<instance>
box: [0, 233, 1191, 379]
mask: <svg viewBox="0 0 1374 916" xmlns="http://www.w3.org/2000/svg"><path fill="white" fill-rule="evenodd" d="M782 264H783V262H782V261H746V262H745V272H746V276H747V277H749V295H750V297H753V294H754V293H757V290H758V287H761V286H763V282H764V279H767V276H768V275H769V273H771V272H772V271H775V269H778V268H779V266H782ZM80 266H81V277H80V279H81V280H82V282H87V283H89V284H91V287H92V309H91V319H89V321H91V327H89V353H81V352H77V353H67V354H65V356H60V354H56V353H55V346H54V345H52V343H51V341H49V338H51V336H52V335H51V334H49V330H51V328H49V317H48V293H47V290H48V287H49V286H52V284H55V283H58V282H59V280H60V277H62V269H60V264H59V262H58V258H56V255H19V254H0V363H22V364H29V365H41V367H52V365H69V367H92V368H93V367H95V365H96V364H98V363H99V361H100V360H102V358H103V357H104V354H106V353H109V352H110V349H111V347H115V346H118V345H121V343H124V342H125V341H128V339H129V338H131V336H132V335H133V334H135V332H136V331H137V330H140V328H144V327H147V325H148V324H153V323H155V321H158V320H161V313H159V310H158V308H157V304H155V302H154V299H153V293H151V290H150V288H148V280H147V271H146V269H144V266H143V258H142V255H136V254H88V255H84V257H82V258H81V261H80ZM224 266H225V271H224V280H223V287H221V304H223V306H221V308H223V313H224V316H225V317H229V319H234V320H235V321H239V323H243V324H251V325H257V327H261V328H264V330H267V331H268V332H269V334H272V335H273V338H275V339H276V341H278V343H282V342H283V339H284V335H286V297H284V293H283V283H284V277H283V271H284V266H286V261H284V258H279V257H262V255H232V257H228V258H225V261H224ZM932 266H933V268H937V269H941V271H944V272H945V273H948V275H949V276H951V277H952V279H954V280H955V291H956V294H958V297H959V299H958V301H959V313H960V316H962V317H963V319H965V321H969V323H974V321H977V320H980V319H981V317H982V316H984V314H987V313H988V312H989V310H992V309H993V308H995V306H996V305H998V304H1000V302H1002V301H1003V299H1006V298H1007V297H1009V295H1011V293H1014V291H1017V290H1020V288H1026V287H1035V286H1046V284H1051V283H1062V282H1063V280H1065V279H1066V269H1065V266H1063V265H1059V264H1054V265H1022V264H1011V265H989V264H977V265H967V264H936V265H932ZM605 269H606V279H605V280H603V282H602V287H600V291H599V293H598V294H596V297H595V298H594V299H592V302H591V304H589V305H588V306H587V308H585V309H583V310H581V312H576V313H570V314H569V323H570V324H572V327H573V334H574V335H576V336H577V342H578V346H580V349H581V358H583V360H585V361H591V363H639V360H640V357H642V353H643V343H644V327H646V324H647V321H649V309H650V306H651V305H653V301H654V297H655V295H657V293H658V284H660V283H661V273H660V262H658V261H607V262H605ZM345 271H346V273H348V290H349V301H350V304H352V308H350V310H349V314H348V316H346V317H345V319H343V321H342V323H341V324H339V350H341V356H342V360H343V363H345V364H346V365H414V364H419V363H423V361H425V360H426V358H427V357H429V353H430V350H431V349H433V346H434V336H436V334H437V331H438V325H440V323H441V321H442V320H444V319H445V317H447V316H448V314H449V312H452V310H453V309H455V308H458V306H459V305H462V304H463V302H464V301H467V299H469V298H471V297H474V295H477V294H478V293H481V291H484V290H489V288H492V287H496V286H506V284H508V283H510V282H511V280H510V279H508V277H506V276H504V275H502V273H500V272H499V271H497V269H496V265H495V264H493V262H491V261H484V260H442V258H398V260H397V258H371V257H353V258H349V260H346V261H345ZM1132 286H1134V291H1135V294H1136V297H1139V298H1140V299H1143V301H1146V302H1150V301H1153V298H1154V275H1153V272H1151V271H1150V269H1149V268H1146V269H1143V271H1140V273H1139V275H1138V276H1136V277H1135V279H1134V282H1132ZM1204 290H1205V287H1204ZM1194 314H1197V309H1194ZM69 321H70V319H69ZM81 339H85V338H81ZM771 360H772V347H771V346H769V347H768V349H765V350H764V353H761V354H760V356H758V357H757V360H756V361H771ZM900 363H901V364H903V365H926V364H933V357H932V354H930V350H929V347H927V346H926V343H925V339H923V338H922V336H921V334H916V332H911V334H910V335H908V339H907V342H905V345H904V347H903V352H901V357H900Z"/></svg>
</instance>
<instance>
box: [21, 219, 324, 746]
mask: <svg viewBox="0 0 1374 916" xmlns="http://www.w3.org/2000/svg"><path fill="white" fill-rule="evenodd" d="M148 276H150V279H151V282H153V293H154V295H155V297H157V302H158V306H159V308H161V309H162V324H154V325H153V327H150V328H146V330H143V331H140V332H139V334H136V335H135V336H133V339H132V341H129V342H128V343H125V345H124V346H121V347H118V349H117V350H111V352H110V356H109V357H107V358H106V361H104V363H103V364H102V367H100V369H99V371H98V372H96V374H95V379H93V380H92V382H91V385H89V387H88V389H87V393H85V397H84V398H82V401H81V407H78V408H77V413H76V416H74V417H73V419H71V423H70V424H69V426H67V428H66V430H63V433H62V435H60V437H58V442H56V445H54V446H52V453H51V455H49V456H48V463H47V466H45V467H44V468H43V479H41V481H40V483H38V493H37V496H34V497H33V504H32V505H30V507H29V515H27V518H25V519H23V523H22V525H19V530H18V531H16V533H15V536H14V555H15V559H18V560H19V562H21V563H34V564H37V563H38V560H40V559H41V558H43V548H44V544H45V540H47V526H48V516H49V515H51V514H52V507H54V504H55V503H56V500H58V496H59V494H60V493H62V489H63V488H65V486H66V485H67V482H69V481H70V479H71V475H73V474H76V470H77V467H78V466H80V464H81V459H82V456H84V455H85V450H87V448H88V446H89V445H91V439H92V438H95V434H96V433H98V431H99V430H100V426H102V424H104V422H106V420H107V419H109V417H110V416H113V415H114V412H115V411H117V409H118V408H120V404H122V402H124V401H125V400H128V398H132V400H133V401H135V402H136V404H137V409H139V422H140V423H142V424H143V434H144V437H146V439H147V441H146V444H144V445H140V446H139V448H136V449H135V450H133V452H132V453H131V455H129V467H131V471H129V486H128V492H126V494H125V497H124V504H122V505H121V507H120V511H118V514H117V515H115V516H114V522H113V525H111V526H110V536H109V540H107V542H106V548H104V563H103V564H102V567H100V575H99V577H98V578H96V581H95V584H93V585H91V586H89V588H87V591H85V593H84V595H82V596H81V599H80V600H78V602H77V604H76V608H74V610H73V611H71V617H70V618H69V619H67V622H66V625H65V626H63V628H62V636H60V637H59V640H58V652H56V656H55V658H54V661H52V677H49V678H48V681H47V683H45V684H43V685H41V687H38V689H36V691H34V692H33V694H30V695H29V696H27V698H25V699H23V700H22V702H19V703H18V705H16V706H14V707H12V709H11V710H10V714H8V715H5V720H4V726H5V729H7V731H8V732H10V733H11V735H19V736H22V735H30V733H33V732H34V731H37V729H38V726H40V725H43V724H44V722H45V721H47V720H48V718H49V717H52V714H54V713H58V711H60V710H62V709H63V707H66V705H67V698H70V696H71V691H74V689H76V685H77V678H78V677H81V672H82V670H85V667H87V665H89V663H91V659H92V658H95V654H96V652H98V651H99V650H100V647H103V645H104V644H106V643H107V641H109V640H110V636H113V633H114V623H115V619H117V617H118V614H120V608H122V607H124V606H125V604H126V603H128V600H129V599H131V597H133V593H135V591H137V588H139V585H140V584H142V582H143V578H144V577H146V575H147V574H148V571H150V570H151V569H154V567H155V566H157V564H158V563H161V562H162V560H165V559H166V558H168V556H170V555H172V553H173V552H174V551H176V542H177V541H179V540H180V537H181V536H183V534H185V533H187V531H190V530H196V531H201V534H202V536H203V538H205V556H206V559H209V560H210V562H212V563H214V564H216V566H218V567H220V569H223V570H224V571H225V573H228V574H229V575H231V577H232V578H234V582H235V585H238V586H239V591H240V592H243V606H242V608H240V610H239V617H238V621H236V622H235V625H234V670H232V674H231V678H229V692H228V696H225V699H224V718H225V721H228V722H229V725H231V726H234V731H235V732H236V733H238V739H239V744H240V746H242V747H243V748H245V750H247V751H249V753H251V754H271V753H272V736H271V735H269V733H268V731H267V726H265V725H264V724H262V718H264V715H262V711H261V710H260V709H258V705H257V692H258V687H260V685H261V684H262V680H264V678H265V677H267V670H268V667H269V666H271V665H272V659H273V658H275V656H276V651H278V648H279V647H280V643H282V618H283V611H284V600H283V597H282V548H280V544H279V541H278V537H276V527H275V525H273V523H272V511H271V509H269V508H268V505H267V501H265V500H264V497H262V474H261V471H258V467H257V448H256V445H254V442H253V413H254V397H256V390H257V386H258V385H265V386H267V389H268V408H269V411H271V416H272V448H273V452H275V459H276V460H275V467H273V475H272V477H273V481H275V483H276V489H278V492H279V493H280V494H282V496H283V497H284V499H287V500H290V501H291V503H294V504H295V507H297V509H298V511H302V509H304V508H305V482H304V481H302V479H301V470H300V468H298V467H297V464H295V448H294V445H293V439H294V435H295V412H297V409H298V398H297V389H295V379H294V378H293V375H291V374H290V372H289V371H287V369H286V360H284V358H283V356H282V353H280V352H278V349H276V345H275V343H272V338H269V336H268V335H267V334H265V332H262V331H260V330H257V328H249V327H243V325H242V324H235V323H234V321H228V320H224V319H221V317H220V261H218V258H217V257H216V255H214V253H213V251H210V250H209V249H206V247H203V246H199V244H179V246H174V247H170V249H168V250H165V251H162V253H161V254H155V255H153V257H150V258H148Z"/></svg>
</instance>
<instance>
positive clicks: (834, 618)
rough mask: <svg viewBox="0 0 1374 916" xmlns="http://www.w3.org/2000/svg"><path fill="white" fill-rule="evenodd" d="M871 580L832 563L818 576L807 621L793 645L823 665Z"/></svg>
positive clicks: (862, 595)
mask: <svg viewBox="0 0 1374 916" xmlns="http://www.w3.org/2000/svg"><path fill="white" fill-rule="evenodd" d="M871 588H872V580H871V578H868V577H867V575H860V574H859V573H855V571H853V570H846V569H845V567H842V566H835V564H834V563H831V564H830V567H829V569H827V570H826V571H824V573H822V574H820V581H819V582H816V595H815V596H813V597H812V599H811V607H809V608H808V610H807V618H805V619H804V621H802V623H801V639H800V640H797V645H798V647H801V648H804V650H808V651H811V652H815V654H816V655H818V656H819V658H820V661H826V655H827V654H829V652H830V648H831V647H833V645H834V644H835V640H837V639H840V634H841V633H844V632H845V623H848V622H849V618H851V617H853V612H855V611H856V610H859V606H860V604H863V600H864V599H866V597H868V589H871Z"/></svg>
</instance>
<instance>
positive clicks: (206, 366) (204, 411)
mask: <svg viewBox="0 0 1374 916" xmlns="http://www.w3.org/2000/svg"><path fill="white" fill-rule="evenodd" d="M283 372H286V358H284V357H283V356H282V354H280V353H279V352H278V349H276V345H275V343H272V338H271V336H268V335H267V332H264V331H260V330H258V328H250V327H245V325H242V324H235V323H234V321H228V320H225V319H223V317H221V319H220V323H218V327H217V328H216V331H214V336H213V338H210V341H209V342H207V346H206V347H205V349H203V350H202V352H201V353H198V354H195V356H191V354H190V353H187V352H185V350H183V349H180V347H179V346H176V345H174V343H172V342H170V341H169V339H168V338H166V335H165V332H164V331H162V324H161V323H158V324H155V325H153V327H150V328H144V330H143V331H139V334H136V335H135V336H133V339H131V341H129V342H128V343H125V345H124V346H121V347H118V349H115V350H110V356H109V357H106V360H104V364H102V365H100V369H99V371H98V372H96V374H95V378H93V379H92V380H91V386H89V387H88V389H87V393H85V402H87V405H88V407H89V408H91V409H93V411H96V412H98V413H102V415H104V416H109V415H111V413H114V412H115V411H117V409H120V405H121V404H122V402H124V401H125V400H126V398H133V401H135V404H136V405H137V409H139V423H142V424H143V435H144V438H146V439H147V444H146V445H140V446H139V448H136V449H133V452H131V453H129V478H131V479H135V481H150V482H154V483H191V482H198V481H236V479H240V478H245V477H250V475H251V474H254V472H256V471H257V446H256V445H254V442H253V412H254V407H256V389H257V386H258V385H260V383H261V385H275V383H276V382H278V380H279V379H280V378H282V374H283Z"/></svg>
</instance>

AIM OF THE TASK:
Your response should contain each line of the entries above that holds the string "clicks".

EXPECTED OUTPUT:
positive clicks: (834, 618)
positive clicks: (862, 595)
positive clicks: (206, 366) (204, 411)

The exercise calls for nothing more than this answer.